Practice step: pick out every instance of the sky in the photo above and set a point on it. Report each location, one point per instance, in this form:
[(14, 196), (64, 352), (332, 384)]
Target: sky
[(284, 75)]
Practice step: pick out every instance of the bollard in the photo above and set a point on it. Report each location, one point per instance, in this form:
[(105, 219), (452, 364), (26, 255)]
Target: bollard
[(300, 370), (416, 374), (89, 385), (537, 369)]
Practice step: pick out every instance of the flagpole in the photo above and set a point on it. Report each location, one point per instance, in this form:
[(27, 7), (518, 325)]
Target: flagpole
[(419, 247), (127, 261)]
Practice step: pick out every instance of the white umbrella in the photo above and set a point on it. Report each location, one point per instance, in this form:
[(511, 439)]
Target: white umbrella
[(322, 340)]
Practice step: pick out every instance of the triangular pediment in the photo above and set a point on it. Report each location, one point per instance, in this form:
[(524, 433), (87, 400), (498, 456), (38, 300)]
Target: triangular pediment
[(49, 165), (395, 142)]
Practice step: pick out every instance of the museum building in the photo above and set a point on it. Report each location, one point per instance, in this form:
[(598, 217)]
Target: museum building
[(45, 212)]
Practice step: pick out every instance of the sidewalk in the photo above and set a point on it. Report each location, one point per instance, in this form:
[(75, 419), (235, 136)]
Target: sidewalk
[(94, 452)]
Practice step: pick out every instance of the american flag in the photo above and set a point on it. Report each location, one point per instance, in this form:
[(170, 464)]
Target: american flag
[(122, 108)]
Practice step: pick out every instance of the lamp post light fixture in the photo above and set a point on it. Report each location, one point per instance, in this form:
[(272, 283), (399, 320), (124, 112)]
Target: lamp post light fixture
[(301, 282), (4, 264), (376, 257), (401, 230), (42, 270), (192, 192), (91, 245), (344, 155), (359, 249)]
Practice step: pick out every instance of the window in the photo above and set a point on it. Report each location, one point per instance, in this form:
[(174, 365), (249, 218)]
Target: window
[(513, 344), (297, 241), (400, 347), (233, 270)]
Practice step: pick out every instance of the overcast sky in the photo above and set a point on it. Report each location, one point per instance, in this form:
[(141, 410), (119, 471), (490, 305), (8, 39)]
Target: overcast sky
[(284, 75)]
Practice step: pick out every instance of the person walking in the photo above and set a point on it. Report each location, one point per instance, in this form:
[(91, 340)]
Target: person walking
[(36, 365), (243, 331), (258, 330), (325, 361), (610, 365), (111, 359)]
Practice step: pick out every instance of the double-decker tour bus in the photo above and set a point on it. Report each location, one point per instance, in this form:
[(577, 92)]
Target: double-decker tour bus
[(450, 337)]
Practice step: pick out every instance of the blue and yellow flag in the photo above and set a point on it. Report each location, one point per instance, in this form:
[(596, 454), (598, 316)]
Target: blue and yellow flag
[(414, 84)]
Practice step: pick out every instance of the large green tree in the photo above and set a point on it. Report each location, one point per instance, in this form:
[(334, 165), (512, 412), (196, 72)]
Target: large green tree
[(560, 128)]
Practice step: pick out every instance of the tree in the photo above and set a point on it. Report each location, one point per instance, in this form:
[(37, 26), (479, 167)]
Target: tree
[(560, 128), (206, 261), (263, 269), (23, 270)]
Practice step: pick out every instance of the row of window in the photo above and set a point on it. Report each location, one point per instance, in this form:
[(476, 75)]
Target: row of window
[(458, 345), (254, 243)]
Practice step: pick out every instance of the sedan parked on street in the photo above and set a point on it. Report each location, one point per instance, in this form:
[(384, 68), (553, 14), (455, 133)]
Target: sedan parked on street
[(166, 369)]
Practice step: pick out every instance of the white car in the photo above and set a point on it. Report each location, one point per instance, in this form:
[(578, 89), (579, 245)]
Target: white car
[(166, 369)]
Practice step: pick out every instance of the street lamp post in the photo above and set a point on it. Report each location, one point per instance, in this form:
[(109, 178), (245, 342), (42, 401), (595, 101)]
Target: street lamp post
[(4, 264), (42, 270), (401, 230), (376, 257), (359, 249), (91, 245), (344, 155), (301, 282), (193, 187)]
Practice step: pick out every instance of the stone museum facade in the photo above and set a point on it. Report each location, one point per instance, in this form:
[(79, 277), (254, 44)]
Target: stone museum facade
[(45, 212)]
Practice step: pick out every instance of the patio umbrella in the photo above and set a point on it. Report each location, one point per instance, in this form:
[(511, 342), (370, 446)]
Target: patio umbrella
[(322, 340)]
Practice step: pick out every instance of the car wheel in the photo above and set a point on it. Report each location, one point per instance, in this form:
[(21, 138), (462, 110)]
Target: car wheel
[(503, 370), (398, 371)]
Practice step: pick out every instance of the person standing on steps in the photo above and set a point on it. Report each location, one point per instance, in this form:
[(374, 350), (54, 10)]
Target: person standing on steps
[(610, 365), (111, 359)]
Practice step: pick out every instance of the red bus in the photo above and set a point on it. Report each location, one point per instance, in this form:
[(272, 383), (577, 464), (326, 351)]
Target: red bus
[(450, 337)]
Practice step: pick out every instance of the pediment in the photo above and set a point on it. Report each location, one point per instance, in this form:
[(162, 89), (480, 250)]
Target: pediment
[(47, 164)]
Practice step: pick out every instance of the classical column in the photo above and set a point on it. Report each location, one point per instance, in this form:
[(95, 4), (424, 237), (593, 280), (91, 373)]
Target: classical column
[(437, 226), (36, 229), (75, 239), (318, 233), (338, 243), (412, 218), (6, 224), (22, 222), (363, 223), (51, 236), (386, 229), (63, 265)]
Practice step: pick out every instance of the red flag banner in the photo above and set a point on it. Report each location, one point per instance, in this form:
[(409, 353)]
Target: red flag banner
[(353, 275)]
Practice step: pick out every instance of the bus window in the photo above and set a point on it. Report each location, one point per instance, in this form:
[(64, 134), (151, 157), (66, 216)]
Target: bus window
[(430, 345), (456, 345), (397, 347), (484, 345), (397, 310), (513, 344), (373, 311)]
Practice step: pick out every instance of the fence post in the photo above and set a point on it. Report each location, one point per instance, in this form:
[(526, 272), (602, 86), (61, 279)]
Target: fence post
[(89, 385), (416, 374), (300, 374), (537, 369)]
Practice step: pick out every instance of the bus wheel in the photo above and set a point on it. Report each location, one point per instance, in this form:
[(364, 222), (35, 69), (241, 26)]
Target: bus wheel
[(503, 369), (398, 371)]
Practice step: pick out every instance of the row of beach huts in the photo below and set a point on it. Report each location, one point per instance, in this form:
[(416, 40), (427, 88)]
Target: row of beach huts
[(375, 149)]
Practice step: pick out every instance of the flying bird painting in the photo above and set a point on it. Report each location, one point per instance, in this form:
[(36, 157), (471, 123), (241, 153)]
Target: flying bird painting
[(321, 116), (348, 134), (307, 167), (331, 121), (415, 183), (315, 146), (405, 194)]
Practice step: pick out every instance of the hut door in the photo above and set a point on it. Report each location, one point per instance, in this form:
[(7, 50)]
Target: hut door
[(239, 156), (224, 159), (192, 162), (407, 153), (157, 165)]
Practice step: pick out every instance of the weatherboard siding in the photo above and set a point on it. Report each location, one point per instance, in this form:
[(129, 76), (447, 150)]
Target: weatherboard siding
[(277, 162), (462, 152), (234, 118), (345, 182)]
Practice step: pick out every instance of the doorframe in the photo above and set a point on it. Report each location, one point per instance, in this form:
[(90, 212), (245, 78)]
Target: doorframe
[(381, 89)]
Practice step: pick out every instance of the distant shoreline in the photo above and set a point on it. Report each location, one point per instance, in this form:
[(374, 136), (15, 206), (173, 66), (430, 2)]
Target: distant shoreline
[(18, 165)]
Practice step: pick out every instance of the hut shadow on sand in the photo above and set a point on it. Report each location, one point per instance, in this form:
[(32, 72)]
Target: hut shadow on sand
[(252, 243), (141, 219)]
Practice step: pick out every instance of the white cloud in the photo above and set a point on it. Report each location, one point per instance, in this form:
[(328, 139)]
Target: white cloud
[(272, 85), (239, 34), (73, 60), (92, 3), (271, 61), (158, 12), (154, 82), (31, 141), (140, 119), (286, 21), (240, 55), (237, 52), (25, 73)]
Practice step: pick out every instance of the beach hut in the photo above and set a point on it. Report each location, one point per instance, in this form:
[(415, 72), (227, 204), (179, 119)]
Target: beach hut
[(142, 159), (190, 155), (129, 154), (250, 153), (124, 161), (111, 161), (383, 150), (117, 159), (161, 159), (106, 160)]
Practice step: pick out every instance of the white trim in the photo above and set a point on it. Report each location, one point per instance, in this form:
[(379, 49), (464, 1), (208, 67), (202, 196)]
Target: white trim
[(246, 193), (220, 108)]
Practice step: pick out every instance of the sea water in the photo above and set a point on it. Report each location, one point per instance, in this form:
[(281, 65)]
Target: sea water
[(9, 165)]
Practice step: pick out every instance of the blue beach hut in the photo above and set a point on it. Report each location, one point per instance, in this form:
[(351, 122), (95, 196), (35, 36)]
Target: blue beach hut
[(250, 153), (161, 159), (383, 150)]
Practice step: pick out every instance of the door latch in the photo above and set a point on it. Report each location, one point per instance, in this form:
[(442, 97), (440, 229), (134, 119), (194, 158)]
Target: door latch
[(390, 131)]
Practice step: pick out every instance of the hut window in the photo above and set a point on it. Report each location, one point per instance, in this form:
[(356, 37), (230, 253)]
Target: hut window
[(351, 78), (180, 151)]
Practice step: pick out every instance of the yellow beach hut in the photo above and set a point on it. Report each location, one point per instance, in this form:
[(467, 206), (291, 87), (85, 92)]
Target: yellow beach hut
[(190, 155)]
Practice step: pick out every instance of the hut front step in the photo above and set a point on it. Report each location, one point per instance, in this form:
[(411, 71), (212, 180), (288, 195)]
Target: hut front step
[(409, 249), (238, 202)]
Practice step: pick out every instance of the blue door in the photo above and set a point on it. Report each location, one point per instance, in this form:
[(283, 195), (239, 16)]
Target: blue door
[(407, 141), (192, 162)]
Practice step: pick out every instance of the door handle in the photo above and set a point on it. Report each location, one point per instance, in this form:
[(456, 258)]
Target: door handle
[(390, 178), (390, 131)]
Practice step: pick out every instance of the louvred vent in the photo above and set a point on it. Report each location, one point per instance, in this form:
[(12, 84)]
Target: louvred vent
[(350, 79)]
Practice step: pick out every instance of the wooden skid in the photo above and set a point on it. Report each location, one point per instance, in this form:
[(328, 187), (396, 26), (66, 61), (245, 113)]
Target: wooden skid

TASK DIRECTIONS:
Could you output the lines from the one containing "Practice step: pick out every instance of the white trim" down to the one containing "[(390, 131)]", both ends included, as a numbered list with any blank lines dropped?

SOLUTION TO THIS TASK:
1. Practice step: pick out every instance of the white trim in the photo above and set a point on it. Report each location, one point per instance, in this form:
2. [(379, 49), (464, 1), (208, 67), (202, 196)]
3. Target: white trim
4. [(246, 193), (220, 108)]
5. Practice step: pick out every instance of the sea water in the photo above and set a point on it. Report each location, one point per instance, in this form:
6. [(281, 65)]
7. Target: sea water
8. [(9, 165)]
9. Practice step: pick out every instance of the blue beach hut in the photo above and set a point on it. Report each location, one point per instance, in this form:
10. [(351, 122), (95, 196), (35, 36)]
11. Target: blue beach hut
12. [(250, 153), (161, 159), (383, 150)]
13. Practice step: pick out every instance of the door latch in the photo above and set a point on it. Report each location, one point per instance, in this form:
14. [(442, 97), (440, 229), (134, 119), (194, 158)]
15. Target: door latch
16. [(390, 131)]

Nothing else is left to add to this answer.